Everything from the line containing "of the adjustable" to the end of the data must be duplicated word for word, and nothing else may appear.

#### DATA IN THIS EXERCISE

--------------------

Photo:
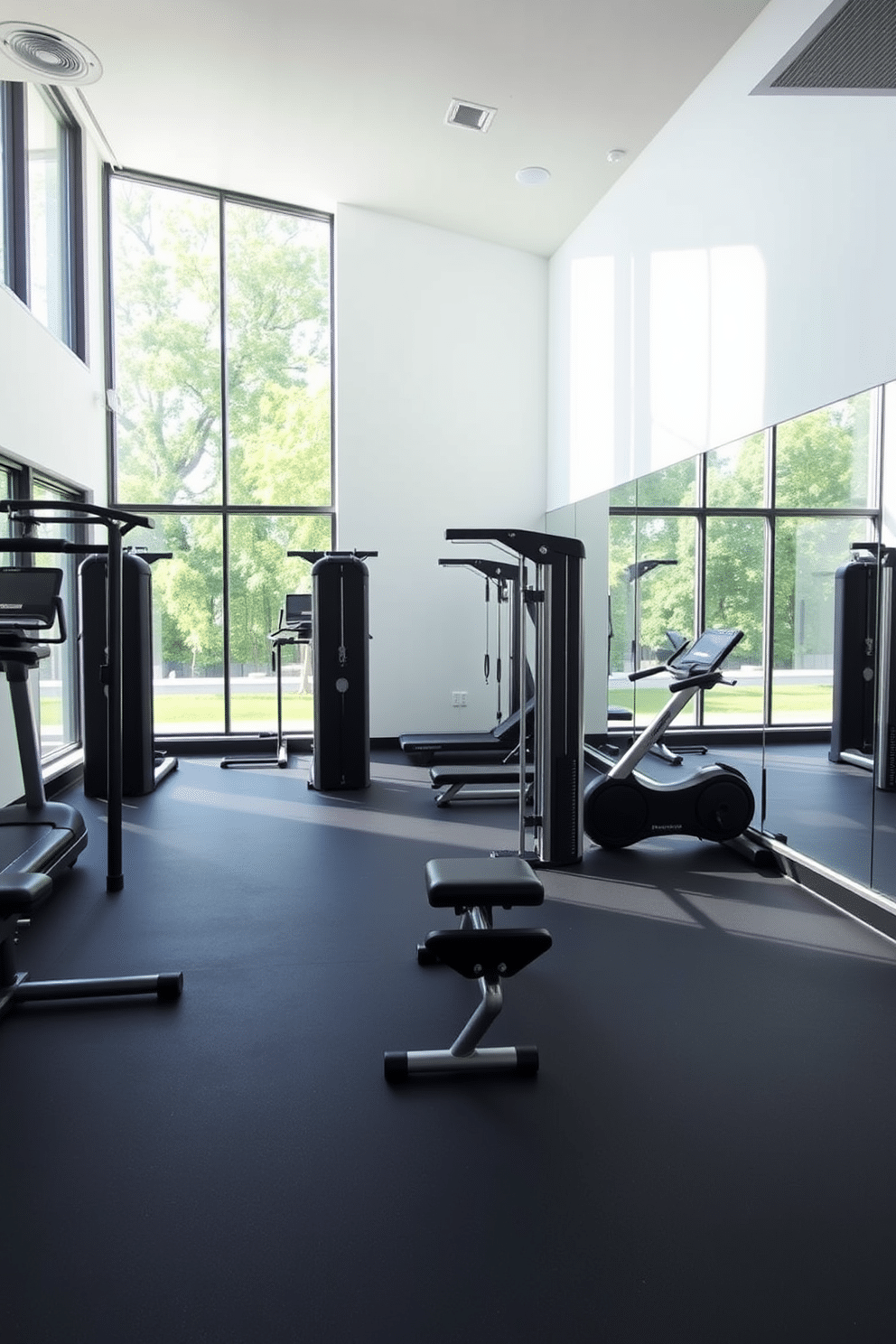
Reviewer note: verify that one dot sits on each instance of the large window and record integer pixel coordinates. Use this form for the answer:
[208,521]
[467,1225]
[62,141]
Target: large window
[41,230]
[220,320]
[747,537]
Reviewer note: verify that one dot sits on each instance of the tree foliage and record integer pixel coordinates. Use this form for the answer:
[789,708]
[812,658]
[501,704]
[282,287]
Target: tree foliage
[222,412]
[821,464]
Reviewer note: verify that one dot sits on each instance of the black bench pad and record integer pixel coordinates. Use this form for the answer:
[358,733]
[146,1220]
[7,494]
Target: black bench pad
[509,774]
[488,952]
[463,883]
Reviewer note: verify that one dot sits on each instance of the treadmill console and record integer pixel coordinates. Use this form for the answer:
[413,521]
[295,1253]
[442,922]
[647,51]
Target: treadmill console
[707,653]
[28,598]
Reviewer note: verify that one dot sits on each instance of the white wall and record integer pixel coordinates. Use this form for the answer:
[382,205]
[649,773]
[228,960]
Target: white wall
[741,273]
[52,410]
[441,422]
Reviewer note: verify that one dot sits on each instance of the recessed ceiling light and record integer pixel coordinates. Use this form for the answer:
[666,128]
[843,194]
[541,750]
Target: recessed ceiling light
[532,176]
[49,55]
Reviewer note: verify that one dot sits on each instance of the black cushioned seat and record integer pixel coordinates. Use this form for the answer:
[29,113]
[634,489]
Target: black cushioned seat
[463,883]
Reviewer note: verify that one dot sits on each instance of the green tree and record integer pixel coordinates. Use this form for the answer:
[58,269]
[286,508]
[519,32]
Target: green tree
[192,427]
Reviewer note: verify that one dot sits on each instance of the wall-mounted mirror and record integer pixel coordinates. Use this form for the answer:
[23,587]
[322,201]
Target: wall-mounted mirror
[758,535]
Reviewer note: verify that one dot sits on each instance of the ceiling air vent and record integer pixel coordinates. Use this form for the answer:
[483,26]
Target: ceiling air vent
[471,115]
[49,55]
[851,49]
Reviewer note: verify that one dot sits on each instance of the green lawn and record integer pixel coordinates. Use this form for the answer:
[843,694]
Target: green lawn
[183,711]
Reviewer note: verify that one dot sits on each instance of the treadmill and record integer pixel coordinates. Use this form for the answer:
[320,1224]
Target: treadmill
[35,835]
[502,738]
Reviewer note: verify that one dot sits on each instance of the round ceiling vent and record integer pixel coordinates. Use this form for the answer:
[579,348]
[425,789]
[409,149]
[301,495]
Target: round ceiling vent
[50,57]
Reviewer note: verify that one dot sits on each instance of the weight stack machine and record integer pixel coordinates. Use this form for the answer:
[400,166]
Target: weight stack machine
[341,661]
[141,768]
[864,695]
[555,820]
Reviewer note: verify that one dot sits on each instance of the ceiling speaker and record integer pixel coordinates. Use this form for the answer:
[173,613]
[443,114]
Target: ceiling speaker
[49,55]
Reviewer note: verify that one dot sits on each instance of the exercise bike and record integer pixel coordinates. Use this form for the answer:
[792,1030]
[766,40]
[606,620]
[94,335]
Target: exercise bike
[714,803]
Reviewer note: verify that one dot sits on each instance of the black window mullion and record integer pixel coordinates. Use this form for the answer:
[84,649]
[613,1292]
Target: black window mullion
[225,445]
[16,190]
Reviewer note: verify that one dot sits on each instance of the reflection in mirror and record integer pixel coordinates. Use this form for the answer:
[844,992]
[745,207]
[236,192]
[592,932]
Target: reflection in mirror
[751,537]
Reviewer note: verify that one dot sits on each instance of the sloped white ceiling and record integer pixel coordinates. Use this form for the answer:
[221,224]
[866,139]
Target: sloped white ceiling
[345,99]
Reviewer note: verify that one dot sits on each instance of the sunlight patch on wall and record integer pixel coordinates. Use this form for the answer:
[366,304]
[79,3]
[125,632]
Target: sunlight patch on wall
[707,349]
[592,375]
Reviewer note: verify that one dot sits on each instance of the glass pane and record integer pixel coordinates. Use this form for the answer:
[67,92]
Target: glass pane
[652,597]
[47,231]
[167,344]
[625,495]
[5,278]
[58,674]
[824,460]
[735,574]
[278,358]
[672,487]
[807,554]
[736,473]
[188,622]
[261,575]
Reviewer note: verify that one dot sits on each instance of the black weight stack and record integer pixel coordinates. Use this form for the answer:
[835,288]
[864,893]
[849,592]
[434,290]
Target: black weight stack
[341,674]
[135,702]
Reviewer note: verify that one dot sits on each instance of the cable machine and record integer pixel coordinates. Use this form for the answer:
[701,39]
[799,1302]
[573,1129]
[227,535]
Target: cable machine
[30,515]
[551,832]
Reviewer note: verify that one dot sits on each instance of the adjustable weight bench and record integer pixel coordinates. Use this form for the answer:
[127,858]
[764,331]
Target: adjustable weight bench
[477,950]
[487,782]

--------------------

#### SOLUTION TO THIS EXERCISE
Reviewer note: verify that one dot sits on each instance of the adjustable weight bench and record integer pixel coordinates. Use this form for the answer:
[127,858]
[764,331]
Target: adjustable weight bench
[477,950]
[487,782]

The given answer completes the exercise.